- Aim 1: List every web address given in the forum thread below.

- Source:
[start]

Hi! thanks for your contribution!, great first issue!
@jakubczakon pls ^^
Hi @Dunrar I am on it.
@Dunrar I couldn't reproduce your error.
I ran a simple mnist example with a similar lightning module you showed.
First without early stopping:
https://ui.neptune.ai/o/shared/org/pytorch-lightning-integration/e/PYTOR-71/charts
Then with early stopping:
https://ui.neptune.ai/o/shared/org/pytorch-lightning-integration/e/PYTOR-72/charts
Both seem fine to me.
Also, there are no errors in either case.
Could you please take a look at the source code there (for example this one) and tell me what is different from your case?
Also, as we are working on this I will continue to run those experiments with tags bug
and 1186
to easily find it. It will be in the "bugs" dashboard view here.
Thank you @jakubczakon ! The automatically logging the epochs problem also happens when using TensorBoard and when running your code, too. So it might be a Lightning and not a Neptune thing. I'm using Lightning 0.6.0 btw. The metricId is always the same in the error messages, and if I log nothing explicitly epochs still get logged for every time-step with the same error message from neptune, so it might be that.
Hmm,
the code quite explicitly says:
def on_epoch_end(self):
self.logger.experiment.log_metric('epoch/mean_absolute_loss', y=np.random.random(), x=self.current_epoch)
to log things on epoch end and that is why I don't quite understand what we want to achieve here.
Looking at the example experiments I linked to, what would you like to not see there?
As there are no errors there it is hard for me to understand what am I fixing.
I additionally log self.current_epoch at every timestep, even when running your example:
The error message is still the same:
Mhm, so maybe it's simply a lightning thing.
I am running it on:
pytorch-lightning==0.7.2.dev0
It works just fine on
pytorch-lightning==0.7.1
https://ui.neptune.ai/o/shared/org/pytorch-lightning-integration/e/PYTOR-74/logs
Any chance you could upgrade lightning?
By the way, this project is public and you can log to it via "ANONYMOUS" token anonymously.
It could make things easier to communicate I think.
Alright, I upgraded Lightning to 0.7.1, and logged to the project anonymously. It no longer logs the epoch per timestep, but the error message persists.

[end]

- Data lines:
[start]

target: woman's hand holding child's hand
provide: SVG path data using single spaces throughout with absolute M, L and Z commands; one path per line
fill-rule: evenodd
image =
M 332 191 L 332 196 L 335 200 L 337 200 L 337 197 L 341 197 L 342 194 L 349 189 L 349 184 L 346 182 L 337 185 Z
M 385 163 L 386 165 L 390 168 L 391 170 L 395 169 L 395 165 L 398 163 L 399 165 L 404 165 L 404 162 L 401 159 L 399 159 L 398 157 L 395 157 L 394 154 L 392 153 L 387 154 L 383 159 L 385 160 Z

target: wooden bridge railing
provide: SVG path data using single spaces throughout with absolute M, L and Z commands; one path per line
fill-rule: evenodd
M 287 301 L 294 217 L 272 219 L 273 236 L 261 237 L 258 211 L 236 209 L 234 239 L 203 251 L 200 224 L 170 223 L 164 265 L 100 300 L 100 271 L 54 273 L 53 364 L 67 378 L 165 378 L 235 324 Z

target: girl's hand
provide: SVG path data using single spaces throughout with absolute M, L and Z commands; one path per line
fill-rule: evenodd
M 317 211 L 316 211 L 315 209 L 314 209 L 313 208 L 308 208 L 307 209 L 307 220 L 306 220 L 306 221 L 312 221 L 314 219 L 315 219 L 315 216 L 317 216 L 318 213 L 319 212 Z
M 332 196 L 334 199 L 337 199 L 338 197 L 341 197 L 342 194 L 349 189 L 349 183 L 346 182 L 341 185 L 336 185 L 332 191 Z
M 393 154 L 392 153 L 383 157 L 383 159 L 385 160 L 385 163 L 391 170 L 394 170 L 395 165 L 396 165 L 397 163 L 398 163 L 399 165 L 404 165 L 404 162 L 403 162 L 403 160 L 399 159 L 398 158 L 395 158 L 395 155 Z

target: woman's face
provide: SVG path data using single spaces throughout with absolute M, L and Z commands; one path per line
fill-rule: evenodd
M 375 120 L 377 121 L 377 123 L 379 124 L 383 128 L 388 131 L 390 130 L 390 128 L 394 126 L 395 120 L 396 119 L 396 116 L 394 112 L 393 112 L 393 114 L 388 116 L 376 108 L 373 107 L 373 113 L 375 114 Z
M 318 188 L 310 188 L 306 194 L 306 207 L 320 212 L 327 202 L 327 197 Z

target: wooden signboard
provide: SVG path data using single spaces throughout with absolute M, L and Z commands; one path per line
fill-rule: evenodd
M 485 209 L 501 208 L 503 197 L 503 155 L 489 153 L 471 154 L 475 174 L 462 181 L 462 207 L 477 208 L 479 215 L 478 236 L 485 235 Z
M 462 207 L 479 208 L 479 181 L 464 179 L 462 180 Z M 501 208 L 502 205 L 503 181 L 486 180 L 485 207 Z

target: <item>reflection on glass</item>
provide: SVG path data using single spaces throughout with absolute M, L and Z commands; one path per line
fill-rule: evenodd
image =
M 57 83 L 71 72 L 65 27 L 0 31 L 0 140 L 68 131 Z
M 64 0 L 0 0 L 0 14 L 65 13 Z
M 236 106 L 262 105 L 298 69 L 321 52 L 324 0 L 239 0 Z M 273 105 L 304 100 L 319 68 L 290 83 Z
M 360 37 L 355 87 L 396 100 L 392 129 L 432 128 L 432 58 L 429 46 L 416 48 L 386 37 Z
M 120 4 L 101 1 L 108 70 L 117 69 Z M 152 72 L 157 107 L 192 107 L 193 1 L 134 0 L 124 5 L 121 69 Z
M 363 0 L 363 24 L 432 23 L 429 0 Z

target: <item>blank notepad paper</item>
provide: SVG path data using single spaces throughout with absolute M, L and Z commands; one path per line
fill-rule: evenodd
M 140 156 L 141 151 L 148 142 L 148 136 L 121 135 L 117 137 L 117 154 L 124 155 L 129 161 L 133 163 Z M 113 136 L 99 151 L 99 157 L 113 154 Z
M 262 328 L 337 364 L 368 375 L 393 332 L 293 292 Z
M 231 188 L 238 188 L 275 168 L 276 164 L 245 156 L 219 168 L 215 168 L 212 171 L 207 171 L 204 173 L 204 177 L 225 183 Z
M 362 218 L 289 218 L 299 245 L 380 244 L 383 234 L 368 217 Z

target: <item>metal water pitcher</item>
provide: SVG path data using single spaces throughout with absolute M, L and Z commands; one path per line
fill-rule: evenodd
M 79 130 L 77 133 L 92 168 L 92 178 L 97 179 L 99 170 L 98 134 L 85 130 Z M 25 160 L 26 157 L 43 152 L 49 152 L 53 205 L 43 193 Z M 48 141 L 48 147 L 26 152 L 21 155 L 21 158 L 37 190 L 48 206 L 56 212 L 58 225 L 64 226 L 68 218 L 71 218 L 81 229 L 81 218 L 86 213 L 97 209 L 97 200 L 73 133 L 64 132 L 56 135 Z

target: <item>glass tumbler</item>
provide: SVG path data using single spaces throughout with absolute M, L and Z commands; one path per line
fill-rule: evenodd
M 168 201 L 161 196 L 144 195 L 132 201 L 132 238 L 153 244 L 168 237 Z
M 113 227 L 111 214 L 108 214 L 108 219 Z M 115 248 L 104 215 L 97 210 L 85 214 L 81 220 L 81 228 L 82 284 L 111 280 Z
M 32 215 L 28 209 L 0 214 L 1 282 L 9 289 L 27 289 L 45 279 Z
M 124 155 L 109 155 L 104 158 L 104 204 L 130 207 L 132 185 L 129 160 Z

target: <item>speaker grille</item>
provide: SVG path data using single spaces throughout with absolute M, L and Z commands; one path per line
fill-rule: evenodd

[end]

- Aim 2: Show each line of the records above that contains the string "glass". Case counts.

- Full output 1:
https://ui.neptune.ai/o/shared/org/pytorch-lightning-integration/e/PYTOR-71/charts
https://ui.neptune.ai/o/shared/org/pytorch-lightning-integration/e/PYTOR-72/charts
https://ui.neptune.ai/o/shared/org/pytorch-lightning-integration/e/PYTOR-74/logs

- Full output 2:
target: <item>reflection on glass</item>
target: <item>glass tumbler</item>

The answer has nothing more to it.